## REQUIRED WORK
In the material below, find the line that contains "Where can you spot the brown wooden" and the line that contains "Where can you spot the black window", then write out exactly those two lines and everything between them.

## PROVIDED ENTRIES
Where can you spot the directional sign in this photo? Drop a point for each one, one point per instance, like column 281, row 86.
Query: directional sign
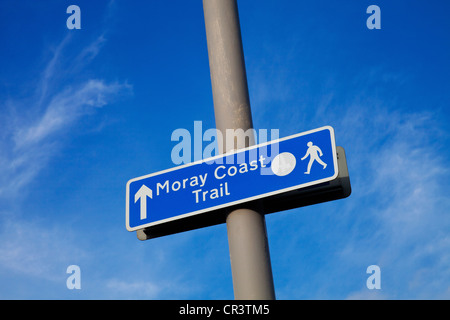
column 202, row 187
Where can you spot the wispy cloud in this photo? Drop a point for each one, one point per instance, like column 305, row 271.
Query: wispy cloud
column 29, row 143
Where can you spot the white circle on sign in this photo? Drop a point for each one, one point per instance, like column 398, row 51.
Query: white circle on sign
column 283, row 164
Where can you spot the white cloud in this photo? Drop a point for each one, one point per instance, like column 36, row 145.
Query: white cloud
column 133, row 290
column 32, row 130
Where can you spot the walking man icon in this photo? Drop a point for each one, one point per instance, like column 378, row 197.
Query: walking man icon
column 313, row 153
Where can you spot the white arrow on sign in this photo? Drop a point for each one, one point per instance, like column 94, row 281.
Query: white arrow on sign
column 142, row 194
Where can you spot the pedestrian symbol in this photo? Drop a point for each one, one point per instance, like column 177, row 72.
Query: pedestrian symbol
column 312, row 152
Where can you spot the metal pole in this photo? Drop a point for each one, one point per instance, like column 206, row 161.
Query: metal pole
column 247, row 236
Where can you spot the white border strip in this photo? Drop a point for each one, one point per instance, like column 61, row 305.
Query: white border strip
column 228, row 204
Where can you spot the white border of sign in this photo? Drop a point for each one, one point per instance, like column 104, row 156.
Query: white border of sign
column 228, row 204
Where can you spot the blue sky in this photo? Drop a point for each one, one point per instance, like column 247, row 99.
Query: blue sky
column 83, row 111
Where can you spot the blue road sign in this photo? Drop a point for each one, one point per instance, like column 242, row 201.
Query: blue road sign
column 263, row 170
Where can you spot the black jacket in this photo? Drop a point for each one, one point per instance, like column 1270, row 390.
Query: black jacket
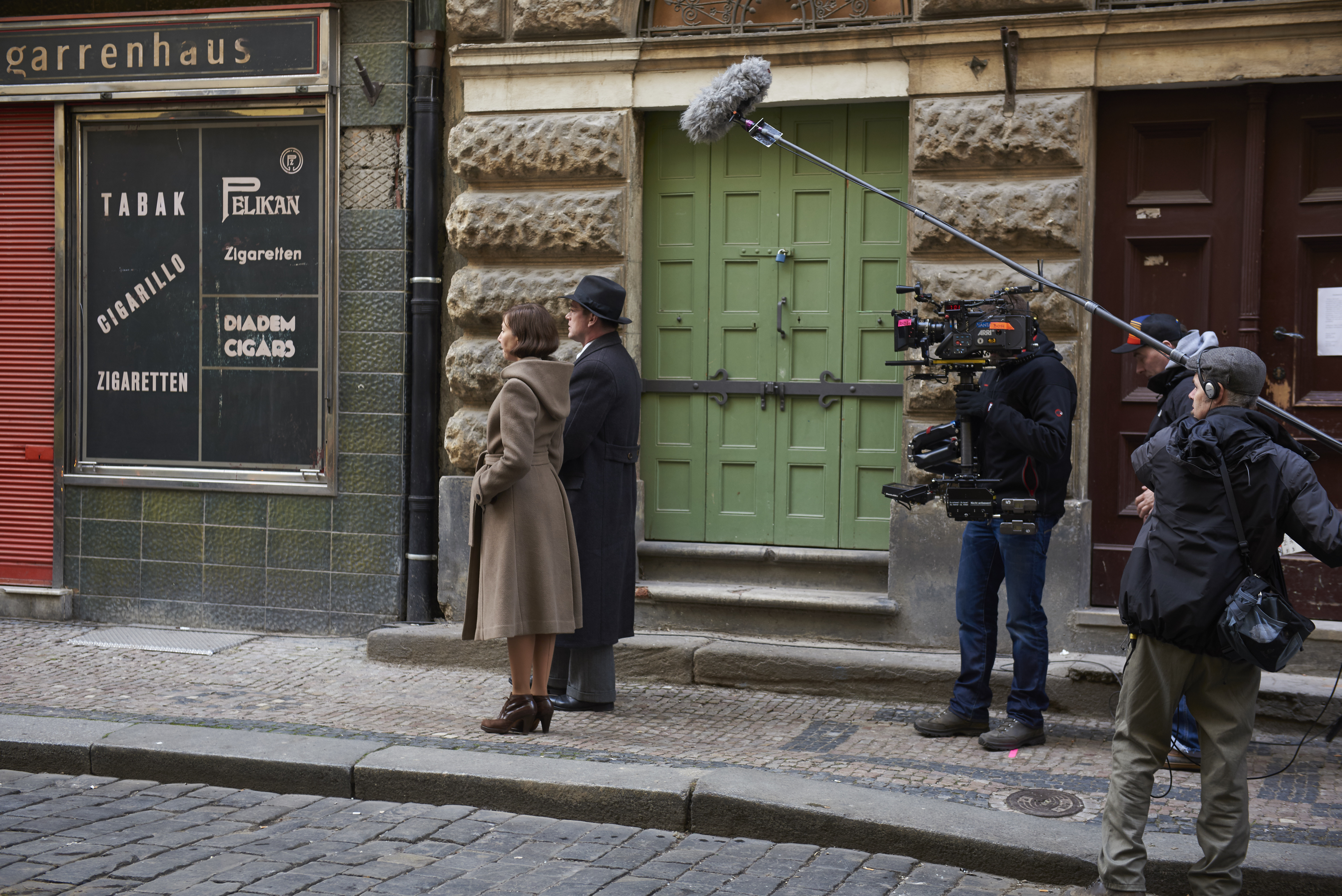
column 1026, row 440
column 1172, row 386
column 1186, row 561
column 601, row 451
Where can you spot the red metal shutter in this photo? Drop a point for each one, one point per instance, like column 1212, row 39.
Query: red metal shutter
column 27, row 343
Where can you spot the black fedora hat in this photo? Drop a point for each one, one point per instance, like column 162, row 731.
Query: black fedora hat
column 601, row 296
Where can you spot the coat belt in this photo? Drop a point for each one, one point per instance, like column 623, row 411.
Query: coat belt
column 539, row 459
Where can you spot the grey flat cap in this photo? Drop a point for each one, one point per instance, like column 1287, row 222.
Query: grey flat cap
column 1235, row 368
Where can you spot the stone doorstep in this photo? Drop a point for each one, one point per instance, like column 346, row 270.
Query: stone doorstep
column 763, row 597
column 35, row 603
column 727, row 803
column 1078, row 683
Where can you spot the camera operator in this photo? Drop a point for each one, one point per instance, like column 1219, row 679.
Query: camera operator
column 1183, row 568
column 1172, row 383
column 1023, row 426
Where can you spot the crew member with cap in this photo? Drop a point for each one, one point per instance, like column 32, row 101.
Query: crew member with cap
column 1172, row 383
column 1186, row 564
column 601, row 453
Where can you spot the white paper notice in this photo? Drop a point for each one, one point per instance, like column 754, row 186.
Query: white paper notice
column 1330, row 320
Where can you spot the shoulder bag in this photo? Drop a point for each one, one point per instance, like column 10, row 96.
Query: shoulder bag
column 1259, row 626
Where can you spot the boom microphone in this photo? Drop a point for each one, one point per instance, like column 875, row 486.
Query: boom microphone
column 732, row 94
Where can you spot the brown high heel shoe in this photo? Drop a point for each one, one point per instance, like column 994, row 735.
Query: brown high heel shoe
column 544, row 713
column 517, row 717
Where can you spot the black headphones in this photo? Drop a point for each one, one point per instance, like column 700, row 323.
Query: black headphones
column 1211, row 388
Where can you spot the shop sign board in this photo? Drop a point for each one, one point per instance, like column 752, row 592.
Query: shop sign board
column 170, row 54
column 205, row 268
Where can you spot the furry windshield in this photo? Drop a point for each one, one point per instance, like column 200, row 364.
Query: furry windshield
column 739, row 89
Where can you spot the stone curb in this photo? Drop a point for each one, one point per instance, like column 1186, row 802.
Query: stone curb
column 731, row 803
column 230, row 758
column 637, row 796
column 1078, row 685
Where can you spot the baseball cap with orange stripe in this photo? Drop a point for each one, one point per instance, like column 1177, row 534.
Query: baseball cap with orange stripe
column 1163, row 328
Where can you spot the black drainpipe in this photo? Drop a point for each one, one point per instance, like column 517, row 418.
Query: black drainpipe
column 426, row 296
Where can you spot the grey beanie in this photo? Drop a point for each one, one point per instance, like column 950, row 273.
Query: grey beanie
column 1235, row 368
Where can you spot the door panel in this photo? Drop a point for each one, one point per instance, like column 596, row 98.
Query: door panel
column 1184, row 153
column 744, row 285
column 1168, row 238
column 870, row 451
column 676, row 304
column 1302, row 254
column 812, row 226
column 792, row 471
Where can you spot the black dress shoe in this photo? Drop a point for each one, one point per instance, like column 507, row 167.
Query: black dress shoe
column 571, row 705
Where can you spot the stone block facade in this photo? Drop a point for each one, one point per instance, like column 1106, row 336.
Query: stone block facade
column 547, row 202
column 313, row 565
column 485, row 21
column 1019, row 186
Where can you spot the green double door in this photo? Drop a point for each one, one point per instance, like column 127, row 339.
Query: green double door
column 758, row 470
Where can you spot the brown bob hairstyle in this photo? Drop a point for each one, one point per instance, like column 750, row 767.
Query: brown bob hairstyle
column 535, row 330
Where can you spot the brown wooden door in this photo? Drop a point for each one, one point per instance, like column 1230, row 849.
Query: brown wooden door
column 1224, row 208
column 1302, row 254
column 1168, row 238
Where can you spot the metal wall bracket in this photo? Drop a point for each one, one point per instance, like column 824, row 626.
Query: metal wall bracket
column 1011, row 48
column 372, row 89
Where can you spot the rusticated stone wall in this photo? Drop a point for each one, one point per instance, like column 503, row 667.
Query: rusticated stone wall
column 1019, row 186
column 547, row 202
column 486, row 21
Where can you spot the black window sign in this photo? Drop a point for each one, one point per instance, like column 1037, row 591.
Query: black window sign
column 164, row 50
column 203, row 314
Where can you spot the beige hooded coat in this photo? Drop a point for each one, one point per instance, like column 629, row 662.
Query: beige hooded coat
column 524, row 576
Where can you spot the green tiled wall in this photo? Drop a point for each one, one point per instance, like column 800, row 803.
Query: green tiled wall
column 286, row 563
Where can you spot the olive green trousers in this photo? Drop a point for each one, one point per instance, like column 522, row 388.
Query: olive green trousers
column 1223, row 698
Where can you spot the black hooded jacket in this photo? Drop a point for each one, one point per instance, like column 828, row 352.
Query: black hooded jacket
column 1026, row 440
column 1172, row 386
column 1186, row 561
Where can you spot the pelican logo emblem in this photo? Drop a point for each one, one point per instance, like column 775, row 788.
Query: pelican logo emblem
column 290, row 162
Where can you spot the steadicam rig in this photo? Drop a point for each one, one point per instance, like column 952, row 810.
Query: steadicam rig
column 728, row 102
column 963, row 339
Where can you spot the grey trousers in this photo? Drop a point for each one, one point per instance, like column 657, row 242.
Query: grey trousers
column 584, row 673
column 1223, row 698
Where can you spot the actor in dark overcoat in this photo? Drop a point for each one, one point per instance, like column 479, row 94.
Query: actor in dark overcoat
column 601, row 453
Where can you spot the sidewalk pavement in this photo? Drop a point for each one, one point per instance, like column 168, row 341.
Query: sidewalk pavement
column 329, row 687
column 100, row 836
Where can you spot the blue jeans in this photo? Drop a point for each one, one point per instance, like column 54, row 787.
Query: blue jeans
column 987, row 558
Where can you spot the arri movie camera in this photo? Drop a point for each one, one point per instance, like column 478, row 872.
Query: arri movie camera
column 964, row 339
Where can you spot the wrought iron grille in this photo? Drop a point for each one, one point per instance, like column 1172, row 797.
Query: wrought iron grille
column 676, row 18
column 1155, row 5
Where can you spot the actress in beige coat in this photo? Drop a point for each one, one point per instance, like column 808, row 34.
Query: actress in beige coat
column 524, row 583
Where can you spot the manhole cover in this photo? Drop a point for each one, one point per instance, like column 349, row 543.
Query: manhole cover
column 1046, row 804
column 166, row 640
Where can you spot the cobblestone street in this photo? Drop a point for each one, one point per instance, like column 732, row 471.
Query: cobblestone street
column 328, row 686
column 101, row 836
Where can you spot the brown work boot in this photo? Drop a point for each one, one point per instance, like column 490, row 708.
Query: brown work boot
column 948, row 725
column 1013, row 736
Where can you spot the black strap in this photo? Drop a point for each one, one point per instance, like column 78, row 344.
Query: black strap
column 1235, row 514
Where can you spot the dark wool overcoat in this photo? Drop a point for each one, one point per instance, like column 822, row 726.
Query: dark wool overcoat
column 601, row 451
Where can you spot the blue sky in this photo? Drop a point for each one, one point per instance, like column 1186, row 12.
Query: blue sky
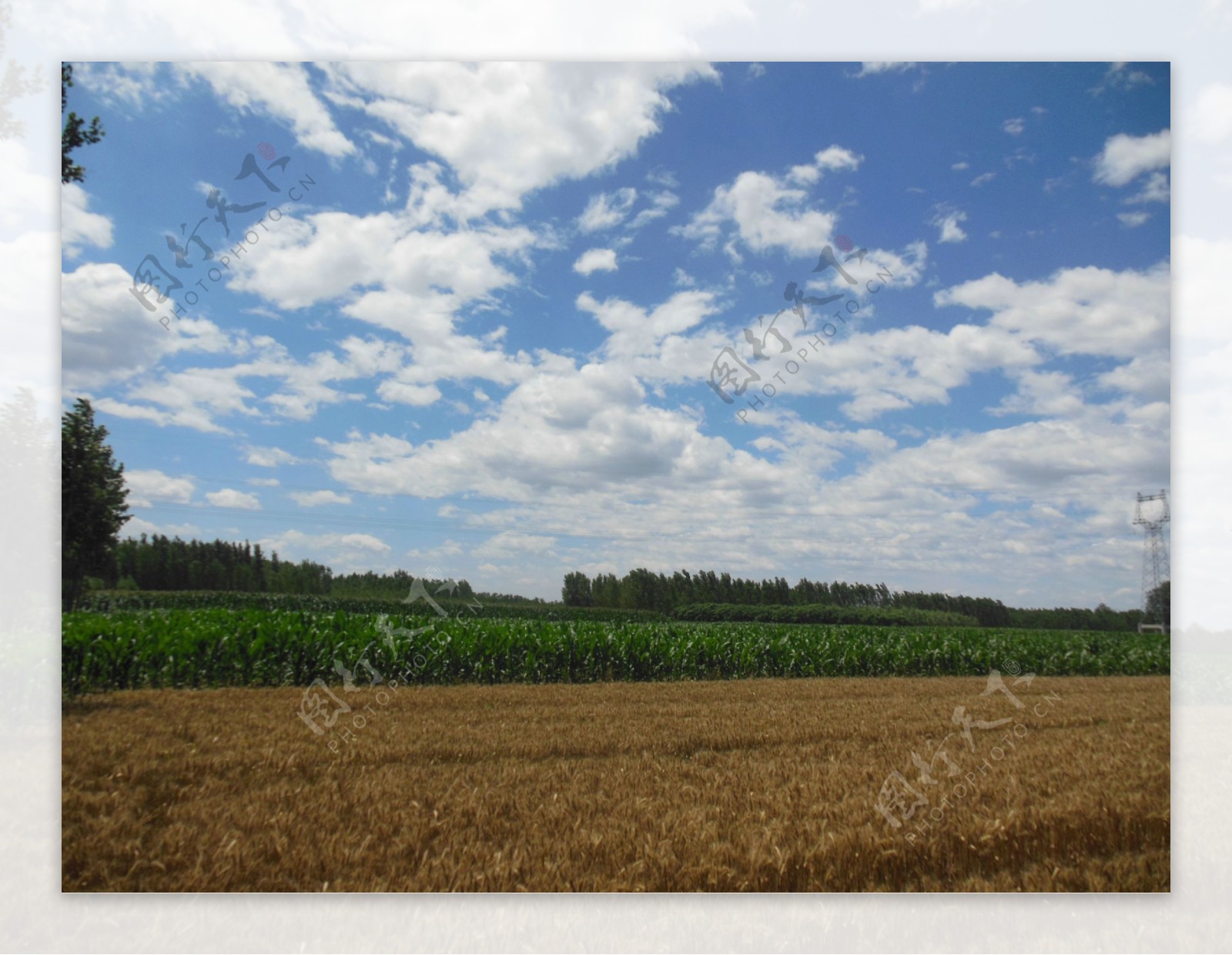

## EXERCISE ANSWER
Where can you spot the brown wooden door in this photo? Drop a point for each one, one point per instance, like column 1230, row 849.
Query: brown wooden door
column 1224, row 208
column 1302, row 254
column 1168, row 238
Where can you spot the metal wall bracket in this photo? Drop a point for each one, one point per instance, like column 824, row 626.
Query: metal wall bracket
column 1011, row 48
column 372, row 89
Where can you spot the rusticated stone wall in this photo? Drop a point for each one, one point per instance, like column 503, row 667.
Query: rusticated stone wall
column 1019, row 186
column 547, row 202
column 486, row 21
Where can you spot the black window sign in this photo? Drop a point for each one, one point per instance, like column 1037, row 591.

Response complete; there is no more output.